## [ACTIVITY]
In the entries that follow, find the word "query" and report each line it is on.

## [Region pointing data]
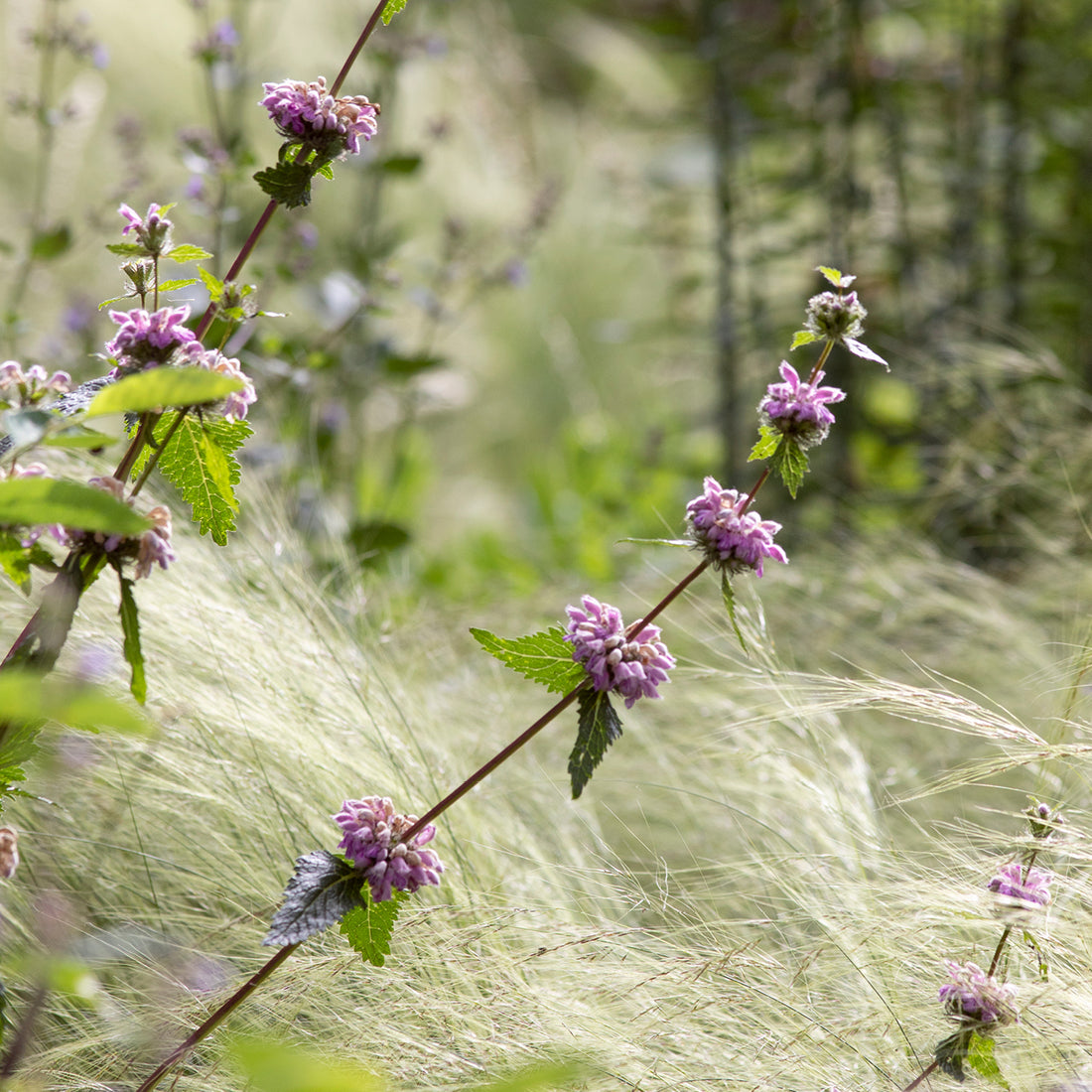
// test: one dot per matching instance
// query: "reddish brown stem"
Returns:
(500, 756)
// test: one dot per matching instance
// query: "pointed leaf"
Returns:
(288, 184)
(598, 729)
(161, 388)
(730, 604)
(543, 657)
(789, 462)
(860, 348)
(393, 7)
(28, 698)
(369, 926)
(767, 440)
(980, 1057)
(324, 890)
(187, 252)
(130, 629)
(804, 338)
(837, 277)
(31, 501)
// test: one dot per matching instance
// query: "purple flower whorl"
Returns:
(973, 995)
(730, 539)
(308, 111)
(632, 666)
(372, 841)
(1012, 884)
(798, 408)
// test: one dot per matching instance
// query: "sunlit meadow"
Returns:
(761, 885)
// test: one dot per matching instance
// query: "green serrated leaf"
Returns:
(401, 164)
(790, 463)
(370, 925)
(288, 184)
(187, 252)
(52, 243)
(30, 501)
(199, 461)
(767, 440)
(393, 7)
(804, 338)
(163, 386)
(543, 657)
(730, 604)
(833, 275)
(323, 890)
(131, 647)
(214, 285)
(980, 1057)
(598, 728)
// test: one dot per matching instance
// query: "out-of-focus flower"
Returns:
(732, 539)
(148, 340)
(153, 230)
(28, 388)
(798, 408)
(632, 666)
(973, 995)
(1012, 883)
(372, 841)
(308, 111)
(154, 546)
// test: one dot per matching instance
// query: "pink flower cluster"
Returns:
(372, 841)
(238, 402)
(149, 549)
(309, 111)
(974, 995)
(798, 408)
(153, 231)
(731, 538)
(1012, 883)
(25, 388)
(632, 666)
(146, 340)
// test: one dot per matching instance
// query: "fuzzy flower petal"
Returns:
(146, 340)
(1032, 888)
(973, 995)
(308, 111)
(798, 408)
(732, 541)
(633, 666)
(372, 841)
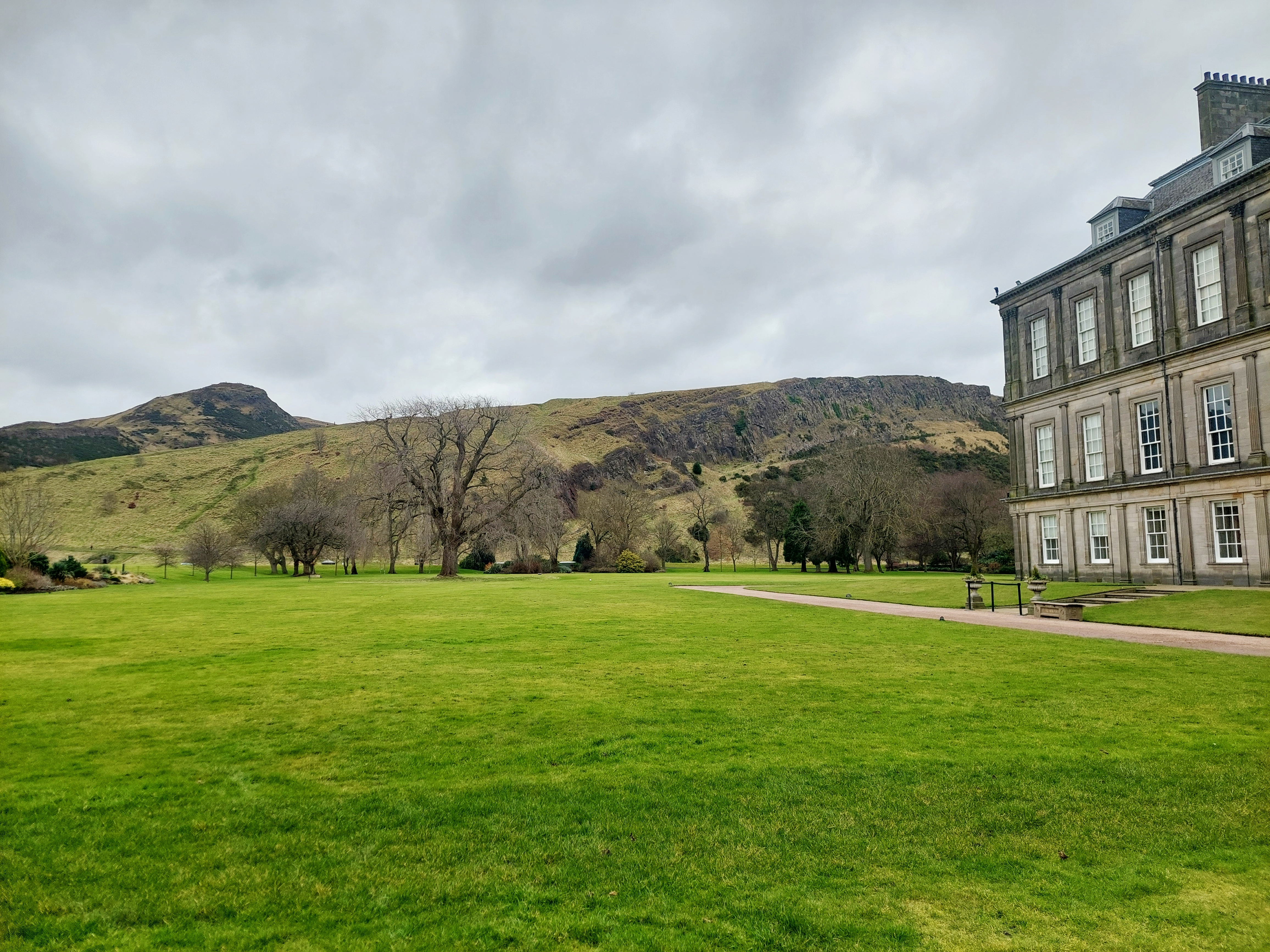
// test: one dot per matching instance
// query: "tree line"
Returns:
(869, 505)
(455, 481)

## [TASK OUTPUT]
// query: "reddish brown stem"
// query: "pointed leaf"
// query: "purple flower whorl"
// query: "sunlit meadow"
// query: "green serrated leaf"
// query: "out-of-focus flower"
// query: "pink flower cluster"
// query: "fuzzy flower petal"
// query: "tree line"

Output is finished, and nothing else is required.